§ EXERCISE DIRECTIONS: Please reproduce every row with "query" replaced by "prompt" each time it appears, keeping everything else the same.

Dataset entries
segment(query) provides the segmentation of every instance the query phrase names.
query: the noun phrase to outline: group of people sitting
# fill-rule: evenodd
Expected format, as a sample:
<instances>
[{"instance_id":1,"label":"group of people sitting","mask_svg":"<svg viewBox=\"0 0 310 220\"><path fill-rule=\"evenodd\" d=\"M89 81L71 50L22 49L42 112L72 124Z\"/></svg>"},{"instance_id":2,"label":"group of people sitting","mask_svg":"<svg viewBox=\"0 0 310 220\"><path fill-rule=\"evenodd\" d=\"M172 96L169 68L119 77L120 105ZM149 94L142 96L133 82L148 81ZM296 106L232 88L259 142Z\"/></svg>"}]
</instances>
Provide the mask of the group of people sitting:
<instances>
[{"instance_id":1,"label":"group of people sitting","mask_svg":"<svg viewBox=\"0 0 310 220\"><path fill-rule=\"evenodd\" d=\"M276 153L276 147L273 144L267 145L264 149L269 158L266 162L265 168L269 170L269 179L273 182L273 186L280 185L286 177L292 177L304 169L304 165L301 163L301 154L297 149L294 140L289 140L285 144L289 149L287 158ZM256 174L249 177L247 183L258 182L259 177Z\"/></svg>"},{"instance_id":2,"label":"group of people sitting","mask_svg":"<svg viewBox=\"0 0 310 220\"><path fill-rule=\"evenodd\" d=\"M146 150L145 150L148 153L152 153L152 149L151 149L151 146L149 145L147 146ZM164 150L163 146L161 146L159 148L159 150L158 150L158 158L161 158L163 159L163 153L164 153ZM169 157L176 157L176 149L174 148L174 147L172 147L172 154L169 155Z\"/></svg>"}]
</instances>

§ RESPONSE BELOW:
segment(prompt) provides the segmentation of every instance the prompt phrase names.
prompt: the noun phrase to outline: group of people sitting
# fill-rule: evenodd
Expected format, as a sample:
<instances>
[{"instance_id":1,"label":"group of people sitting","mask_svg":"<svg viewBox=\"0 0 310 220\"><path fill-rule=\"evenodd\" d=\"M89 81L71 50L22 49L42 112L72 124Z\"/></svg>"},{"instance_id":2,"label":"group of people sitting","mask_svg":"<svg viewBox=\"0 0 310 220\"><path fill-rule=\"evenodd\" d=\"M172 96L169 68L119 77L120 105ZM149 94L142 96L133 82L148 81ZM296 106L232 88L259 142Z\"/></svg>"}]
</instances>
Provide the mask of the group of people sitting:
<instances>
[{"instance_id":1,"label":"group of people sitting","mask_svg":"<svg viewBox=\"0 0 310 220\"><path fill-rule=\"evenodd\" d=\"M276 153L276 147L273 144L267 145L264 149L269 158L266 162L265 168L269 170L269 179L273 182L273 186L280 185L286 177L292 177L304 169L304 165L301 163L301 154L297 149L294 140L289 140L285 144L289 149L287 158ZM256 174L249 177L247 183L258 182L259 177Z\"/></svg>"},{"instance_id":2,"label":"group of people sitting","mask_svg":"<svg viewBox=\"0 0 310 220\"><path fill-rule=\"evenodd\" d=\"M146 150L145 150L148 153L152 153L152 149L151 149L151 146L149 145L147 146ZM164 150L163 146L161 146L159 148L159 150L158 150L158 158L161 158L163 159L163 153L164 153ZM169 157L176 157L176 149L174 148L174 147L172 147L172 154L169 155Z\"/></svg>"}]
</instances>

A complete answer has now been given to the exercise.